WHAT IS NEEDED: For the material below, return exactly the lines starting at the line containing "Target: blue window frame" and ending at the line containing "Target: tiled roof", both ends included, and no others.

───── DATASET EXCERPTS

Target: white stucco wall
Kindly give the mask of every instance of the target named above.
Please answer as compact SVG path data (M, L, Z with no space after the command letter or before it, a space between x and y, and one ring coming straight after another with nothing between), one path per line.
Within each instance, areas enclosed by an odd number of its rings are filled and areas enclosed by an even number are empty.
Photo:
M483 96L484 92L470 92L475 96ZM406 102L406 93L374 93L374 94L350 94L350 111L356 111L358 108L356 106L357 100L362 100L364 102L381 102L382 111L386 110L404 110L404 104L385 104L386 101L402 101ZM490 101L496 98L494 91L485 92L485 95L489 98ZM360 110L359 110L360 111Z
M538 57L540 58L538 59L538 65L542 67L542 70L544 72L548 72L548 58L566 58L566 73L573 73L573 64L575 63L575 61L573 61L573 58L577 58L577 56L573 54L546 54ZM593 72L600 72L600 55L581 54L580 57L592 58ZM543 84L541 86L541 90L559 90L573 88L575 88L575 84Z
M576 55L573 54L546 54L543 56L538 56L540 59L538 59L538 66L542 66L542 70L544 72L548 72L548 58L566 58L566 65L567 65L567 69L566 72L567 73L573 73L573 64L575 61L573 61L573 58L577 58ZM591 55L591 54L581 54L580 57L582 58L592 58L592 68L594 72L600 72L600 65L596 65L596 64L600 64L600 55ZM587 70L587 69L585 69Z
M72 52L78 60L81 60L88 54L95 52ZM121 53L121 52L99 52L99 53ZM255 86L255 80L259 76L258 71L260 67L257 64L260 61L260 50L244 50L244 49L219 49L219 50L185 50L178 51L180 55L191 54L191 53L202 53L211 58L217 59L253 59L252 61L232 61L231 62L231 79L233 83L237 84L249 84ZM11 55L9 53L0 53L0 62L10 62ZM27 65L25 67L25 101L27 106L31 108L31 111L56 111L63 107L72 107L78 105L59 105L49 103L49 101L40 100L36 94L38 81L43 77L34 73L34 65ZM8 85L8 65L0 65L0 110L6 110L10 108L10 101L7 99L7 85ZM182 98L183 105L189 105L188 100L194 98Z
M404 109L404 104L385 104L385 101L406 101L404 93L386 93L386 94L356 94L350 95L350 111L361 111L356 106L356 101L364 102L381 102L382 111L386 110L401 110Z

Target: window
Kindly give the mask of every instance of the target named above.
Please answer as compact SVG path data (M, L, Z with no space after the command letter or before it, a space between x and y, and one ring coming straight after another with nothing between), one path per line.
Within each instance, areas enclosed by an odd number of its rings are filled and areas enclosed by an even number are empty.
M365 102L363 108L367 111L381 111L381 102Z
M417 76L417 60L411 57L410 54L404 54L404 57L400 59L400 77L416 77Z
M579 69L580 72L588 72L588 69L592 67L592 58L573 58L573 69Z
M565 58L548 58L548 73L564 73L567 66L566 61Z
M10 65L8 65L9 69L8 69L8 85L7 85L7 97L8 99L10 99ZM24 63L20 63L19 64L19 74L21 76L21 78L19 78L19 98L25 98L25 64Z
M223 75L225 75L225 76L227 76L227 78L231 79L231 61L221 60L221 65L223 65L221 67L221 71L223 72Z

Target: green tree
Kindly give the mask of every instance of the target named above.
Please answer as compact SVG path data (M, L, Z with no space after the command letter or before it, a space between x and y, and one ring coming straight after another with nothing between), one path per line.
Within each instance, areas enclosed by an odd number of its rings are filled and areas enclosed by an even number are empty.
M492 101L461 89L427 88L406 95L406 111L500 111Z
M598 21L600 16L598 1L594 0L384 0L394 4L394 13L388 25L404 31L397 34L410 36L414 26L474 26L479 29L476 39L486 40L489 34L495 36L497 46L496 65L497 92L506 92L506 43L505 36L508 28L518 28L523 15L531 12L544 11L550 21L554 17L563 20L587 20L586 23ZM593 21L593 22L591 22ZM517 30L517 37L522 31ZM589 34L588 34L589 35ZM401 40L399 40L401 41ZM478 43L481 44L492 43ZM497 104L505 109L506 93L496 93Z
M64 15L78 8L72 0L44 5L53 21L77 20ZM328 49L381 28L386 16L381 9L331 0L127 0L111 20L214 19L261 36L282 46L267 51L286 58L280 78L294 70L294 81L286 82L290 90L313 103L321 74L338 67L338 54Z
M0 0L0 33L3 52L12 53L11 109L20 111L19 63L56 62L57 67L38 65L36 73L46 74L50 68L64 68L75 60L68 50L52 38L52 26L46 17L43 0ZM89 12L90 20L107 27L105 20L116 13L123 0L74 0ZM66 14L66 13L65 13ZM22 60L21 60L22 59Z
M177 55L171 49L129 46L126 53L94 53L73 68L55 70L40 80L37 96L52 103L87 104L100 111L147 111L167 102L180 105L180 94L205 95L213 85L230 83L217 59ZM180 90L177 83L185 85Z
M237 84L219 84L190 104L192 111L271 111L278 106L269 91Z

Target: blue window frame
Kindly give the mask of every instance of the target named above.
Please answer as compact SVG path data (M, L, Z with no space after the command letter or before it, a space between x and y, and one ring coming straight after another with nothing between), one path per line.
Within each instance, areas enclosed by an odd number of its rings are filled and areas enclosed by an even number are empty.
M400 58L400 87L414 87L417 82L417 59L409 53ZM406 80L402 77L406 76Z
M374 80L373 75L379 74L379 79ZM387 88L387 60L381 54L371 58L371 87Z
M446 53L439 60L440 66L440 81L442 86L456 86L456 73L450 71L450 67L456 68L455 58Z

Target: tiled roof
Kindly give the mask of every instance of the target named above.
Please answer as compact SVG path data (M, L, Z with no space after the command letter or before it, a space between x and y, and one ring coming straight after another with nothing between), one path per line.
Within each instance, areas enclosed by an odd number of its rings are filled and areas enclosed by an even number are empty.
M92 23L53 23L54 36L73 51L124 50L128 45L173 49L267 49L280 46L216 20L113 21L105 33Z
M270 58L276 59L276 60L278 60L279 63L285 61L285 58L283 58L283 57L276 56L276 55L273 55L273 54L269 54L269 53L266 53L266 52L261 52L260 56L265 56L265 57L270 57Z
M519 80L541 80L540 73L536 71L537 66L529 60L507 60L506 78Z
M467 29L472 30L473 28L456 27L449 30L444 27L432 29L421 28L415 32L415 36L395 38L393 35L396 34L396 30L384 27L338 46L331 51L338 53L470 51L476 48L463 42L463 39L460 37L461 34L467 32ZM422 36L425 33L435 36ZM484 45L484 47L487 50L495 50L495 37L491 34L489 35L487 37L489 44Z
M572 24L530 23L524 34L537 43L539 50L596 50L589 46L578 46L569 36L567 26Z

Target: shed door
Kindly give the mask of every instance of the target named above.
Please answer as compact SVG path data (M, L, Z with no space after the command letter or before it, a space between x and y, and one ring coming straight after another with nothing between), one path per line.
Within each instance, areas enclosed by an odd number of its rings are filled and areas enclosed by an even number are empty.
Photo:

──────────

OUTPUT OF THE TASK:
Target: blue window frame
Kindly give the mask of every instance of the target named above.
Please answer as compact SVG path data (M, L, Z with no space after the command letter or before it, a space between x and y, and one ring coming straight after another with nothing between), one path per line.
Within each instance, areas enclosed by an odd number of its rings are filled and areas enclosed by an even number are empty.
M400 58L400 87L414 87L417 82L417 59L409 53ZM406 80L402 77L406 76Z
M374 80L373 75L379 74L379 79ZM387 88L387 60L381 54L371 58L371 87Z
M446 53L439 60L440 66L440 81L442 86L456 86L456 73L450 71L450 67L456 68L455 58Z

Target: tiled roof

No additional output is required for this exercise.